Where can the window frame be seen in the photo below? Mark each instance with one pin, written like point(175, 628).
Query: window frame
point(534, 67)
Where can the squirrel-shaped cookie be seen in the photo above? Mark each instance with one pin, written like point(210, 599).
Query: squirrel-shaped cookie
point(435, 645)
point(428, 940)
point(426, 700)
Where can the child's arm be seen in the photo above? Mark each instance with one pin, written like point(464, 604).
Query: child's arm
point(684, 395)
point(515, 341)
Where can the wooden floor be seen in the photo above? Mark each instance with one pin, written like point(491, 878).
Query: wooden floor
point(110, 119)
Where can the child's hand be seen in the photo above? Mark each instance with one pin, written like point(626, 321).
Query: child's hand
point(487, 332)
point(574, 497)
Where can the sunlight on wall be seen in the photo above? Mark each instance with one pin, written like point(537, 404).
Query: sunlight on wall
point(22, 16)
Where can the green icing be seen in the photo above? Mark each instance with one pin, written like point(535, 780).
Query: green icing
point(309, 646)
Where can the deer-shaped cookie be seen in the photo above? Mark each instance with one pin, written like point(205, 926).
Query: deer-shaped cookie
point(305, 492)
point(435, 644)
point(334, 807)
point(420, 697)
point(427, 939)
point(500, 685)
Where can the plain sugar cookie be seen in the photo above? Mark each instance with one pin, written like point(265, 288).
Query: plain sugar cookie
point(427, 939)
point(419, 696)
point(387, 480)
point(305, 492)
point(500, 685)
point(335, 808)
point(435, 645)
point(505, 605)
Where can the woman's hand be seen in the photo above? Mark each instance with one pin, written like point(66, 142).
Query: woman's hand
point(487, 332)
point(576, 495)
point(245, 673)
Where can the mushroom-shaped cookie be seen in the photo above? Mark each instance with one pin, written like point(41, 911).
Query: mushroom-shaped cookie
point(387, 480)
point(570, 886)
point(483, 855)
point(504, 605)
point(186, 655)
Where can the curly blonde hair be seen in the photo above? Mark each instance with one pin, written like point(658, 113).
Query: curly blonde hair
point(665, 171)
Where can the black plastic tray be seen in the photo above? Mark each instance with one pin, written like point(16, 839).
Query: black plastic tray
####
The answer must be the line containing "Query: curly blonde hair" and every line after it to the end of the records, repeated exactly.

SOLUTION FOR THIS TASK:
Query: curly blonde hair
point(665, 171)
Where can the black plastic tray be seen in the photo above? Mark each instance with one pin, written like point(16, 839).
Query: black plastic tray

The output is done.